Fall is a sad time around the office. Not only is everyone dealing with the fact that summer is turning to fall, the days are getting colder, vacation season is over and the kids are going back to school, but it’s when the interns leave and go back to that naive hope that they might someday secure a permanent job as an investigative reporter once they graduate from journalism school.
One by one, the four reporter interns, two editor interns and one photography intern finished their final shifts and went their merry ways.
Half of them are now back in school, getting degrees in fields that might actually earn them a living. The rest were recently spotted on highways across Canada holding cardboard signs reading: “Will profile your grandmother for food”
While a large amount of the reporters’ time was spent on the night desk, obsessively checking with the police department for news and sharing inappropriate jokes with the copy editors, they also managed to write a few articles longer than 20 words. Here’s a few examples of what they churned out this summer:
Megan Martin
- Confessions of a trivia addict (about a local Jeopardy contestant)
- Human rights school (about a Montreal human rights training program)
- Doing right by Michael Jackson (about a local MJ impersonator)
- Divers/Cité funding Catch-22
- Forecasting weather? Aim for the stars (about an astrologer’s weather predictions)
- “Hard to imagine she is gone” and “I love you, I will always miss you” (about the death of Léa Guilbeault on Peel St.)

■ **GIVEN ENTRIES**:
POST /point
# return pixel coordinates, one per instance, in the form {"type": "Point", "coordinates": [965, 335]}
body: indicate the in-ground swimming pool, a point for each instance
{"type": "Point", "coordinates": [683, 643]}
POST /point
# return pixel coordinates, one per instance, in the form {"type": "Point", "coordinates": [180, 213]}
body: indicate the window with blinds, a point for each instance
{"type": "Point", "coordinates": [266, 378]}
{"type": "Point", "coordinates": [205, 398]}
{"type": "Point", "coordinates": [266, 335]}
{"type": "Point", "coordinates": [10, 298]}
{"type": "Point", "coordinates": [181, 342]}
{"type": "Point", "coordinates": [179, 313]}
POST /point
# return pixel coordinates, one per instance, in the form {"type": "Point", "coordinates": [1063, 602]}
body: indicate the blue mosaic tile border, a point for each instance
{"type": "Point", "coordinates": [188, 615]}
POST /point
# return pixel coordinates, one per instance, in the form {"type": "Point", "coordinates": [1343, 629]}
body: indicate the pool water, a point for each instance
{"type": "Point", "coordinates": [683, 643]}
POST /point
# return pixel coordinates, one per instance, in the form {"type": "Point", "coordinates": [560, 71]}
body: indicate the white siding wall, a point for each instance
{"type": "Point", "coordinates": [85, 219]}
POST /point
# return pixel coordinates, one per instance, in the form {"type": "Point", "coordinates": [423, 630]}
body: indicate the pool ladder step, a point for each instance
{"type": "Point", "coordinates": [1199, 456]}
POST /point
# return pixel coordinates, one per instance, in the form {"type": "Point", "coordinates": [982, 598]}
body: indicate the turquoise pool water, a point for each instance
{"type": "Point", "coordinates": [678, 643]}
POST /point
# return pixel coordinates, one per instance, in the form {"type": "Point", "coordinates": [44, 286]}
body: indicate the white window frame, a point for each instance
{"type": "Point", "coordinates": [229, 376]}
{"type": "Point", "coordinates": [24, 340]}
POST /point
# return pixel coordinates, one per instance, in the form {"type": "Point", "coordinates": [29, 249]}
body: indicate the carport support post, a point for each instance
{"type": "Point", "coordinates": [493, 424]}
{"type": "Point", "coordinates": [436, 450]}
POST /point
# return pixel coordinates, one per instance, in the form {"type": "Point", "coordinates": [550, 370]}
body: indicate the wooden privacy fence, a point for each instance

■ **GIVEN TASK 1**: Why, according to the passage about the departing summer interns, is fall a sad time around the office? Answer in one to three sentences.
■ **GIVEN TASK 2**:
Answer these questions using the passage about the departing summer interns:
(a) How many reporter interns were there?
(b) Where did the reporters spend a large amount of their time?
(c) What is the title of Megan Martin's article about a local Michael Jackson impersonator?

■ **EXERCISE RESULT 1**: Fall is sad because summer is turning to fall, the days are getting colder, vacation season is over and the kids are going back to school. It is also when the interns leave and return to their hope of someday landing a permanent job as investigative reporters after journalism school.

■ **EXERCISE RESULT 2**:
(a) Four.
(b) On the night desk.
(c) "Doing right by Michael Jackson."